> [ABOUT THIS TASK] Please print each record below exactly as it is written.

Stored records:

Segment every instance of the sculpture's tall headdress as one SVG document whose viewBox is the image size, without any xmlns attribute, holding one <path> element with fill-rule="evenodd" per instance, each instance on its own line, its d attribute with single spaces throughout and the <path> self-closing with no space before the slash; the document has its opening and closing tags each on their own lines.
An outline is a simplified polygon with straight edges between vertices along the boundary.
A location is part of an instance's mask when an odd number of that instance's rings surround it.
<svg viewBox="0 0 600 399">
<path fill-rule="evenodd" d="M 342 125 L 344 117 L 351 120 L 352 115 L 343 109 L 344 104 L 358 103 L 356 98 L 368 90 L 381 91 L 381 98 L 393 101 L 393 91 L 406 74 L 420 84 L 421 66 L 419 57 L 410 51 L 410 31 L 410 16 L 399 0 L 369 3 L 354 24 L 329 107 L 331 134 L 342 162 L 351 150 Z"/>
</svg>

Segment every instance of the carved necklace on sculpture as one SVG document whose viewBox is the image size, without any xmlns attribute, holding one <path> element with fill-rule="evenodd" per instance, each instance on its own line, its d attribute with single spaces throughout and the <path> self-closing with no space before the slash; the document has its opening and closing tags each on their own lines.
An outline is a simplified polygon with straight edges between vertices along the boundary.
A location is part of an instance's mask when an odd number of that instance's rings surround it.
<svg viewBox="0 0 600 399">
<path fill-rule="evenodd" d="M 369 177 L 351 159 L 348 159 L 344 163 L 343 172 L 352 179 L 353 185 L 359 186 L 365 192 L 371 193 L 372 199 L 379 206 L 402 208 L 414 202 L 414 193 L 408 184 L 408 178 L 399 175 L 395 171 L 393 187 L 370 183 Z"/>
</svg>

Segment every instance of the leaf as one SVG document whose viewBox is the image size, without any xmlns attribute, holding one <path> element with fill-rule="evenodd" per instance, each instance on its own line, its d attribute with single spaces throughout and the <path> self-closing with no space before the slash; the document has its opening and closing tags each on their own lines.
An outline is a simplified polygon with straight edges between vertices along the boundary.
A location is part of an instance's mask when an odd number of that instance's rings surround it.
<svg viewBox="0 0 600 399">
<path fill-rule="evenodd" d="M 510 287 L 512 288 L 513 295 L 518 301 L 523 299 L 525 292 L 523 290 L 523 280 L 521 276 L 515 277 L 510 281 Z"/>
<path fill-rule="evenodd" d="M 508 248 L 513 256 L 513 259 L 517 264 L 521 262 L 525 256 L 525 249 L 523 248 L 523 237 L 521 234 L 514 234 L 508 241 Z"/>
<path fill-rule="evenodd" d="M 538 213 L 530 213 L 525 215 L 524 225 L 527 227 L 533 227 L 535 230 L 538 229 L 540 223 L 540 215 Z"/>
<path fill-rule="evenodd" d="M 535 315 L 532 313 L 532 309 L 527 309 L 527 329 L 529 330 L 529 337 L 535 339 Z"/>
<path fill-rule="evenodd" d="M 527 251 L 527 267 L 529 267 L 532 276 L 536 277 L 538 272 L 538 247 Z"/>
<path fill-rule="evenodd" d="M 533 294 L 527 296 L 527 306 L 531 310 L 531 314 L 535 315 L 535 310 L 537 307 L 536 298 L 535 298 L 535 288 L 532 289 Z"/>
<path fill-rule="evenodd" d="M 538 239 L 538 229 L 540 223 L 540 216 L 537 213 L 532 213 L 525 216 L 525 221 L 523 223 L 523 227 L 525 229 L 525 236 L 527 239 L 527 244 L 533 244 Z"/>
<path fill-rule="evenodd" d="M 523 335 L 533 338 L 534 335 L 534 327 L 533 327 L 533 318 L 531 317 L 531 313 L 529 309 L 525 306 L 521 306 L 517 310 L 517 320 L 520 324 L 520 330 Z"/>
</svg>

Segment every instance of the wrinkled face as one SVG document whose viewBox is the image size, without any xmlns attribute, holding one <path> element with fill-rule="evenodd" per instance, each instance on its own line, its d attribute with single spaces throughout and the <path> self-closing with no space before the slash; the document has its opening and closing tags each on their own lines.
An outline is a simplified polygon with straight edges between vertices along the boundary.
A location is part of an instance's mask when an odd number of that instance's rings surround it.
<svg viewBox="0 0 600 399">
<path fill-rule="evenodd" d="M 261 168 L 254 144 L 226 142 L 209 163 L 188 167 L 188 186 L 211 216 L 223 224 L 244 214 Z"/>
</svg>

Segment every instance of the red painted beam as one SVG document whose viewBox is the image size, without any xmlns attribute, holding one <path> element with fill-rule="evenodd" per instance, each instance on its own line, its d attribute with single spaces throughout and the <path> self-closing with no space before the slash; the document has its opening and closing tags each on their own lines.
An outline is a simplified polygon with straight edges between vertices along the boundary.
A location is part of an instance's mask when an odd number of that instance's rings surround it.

> [THE COMPLETED TASK]
Segment every instance of the sculpture's tall headdress as one SVG document whose viewBox is the image size, without any xmlns attribute, holding one <path> element with fill-rule="evenodd" per instance, each instance on its own line, its d attribute with single spaces throughout and the <path> self-closing with no space before the slash; the document has its opening and closing tags each on their own lines.
An outline is a simplified polygon with straight edges between vertices along the boundary.
A location is part of an instance's mask when an odd number of that instance's rings surround it.
<svg viewBox="0 0 600 399">
<path fill-rule="evenodd" d="M 342 125 L 344 117 L 351 120 L 352 115 L 343 109 L 344 104 L 358 103 L 356 98 L 368 90 L 381 91 L 381 98 L 393 101 L 393 91 L 406 74 L 420 84 L 421 66 L 419 57 L 410 51 L 410 31 L 410 16 L 399 0 L 369 3 L 354 24 L 329 107 L 331 134 L 342 162 L 351 150 Z"/>
</svg>

Segment every instance of the carved necklace on sculpture as one SVG document whose viewBox is the image size, without any xmlns attribute, holding one <path> element with fill-rule="evenodd" per instance, each instance on its own line, its d attribute with single spaces throughout and the <path> self-closing with no space before the slash; the document has its opening and closing tags each on their own lines.
An outline is a simplified polygon with straight edges between vertices along the boundary.
A location is part of an instance's mask when an odd number of that instance's rings surround it.
<svg viewBox="0 0 600 399">
<path fill-rule="evenodd" d="M 369 177 L 351 159 L 348 159 L 344 163 L 343 172 L 352 179 L 353 185 L 359 186 L 365 192 L 371 193 L 372 199 L 379 206 L 402 208 L 414 202 L 414 193 L 408 184 L 408 178 L 399 175 L 395 171 L 393 187 L 370 183 Z"/>
</svg>

Segment every instance of the leaf as one SVG document whose viewBox is the image size, without any xmlns attribute, holding one <path> element with fill-rule="evenodd" per instance, each instance on its own line, its d attribute with single spaces throughout and the <path> self-closing with no space before the slash; the document has its opening and closing tags each on their own lines.
An outline is a simplified polygon with straight edges between vertices along the boundary.
A location is part of an instance's mask when an odd number of that instance's rings surround it.
<svg viewBox="0 0 600 399">
<path fill-rule="evenodd" d="M 510 287 L 512 288 L 513 295 L 518 301 L 523 299 L 525 292 L 523 290 L 523 280 L 521 276 L 515 277 L 510 281 Z"/>
<path fill-rule="evenodd" d="M 508 248 L 513 256 L 513 259 L 517 264 L 521 262 L 525 256 L 525 249 L 523 248 L 523 237 L 521 234 L 514 234 L 508 241 Z"/>
<path fill-rule="evenodd" d="M 538 213 L 530 213 L 525 215 L 524 225 L 527 227 L 533 227 L 535 230 L 538 229 L 540 223 L 540 215 Z"/>
<path fill-rule="evenodd" d="M 535 315 L 532 313 L 532 309 L 527 309 L 527 329 L 529 330 L 529 337 L 535 339 Z"/>
<path fill-rule="evenodd" d="M 527 251 L 527 267 L 529 267 L 532 276 L 536 277 L 538 272 L 538 247 Z"/>
<path fill-rule="evenodd" d="M 533 294 L 527 296 L 527 306 L 531 310 L 531 314 L 535 315 L 535 310 L 537 307 L 536 298 L 535 298 L 535 288 L 532 289 Z"/>
<path fill-rule="evenodd" d="M 538 239 L 538 229 L 540 223 L 540 216 L 537 213 L 532 213 L 525 216 L 525 221 L 523 223 L 523 227 L 525 229 L 525 236 L 527 239 L 527 244 L 533 244 Z"/>
<path fill-rule="evenodd" d="M 523 335 L 533 338 L 534 335 L 534 327 L 533 327 L 533 318 L 531 317 L 531 313 L 529 309 L 525 306 L 521 306 L 517 310 L 517 320 L 520 324 L 520 330 Z"/>
</svg>

Segment every instance of the wrinkled face as one SVG document whose viewBox is the image size, without any xmlns attribute, holding one <path> element with fill-rule="evenodd" per instance, each instance on its own line, its d attribute with single spaces throughout and the <path> self-closing with no space before the slash; the document has its opening and closing tags each on their own lines.
An outline is a simplified polygon with straight edges between vertices along the boundary.
A location is part of an instance's mask when an odd number of that instance's rings surround it.
<svg viewBox="0 0 600 399">
<path fill-rule="evenodd" d="M 261 168 L 254 144 L 226 142 L 209 163 L 188 167 L 188 186 L 211 216 L 223 224 L 244 214 Z"/>
</svg>

Segment every instance of the red painted beam as one SVG document whose viewBox is the image size, without any xmlns attribute, holding one <path> element with fill-rule="evenodd" per instance, each instance on its own line, its d attribute with single spaces throughout and the <path> self-closing with no space before the slash; the document has its opening and closing tags each on their own lines.
An outline is a simplified polygon with straight edges between vertices along the boundary.
A location is part of an instance's mask when an odd number of that instance's rings surround it.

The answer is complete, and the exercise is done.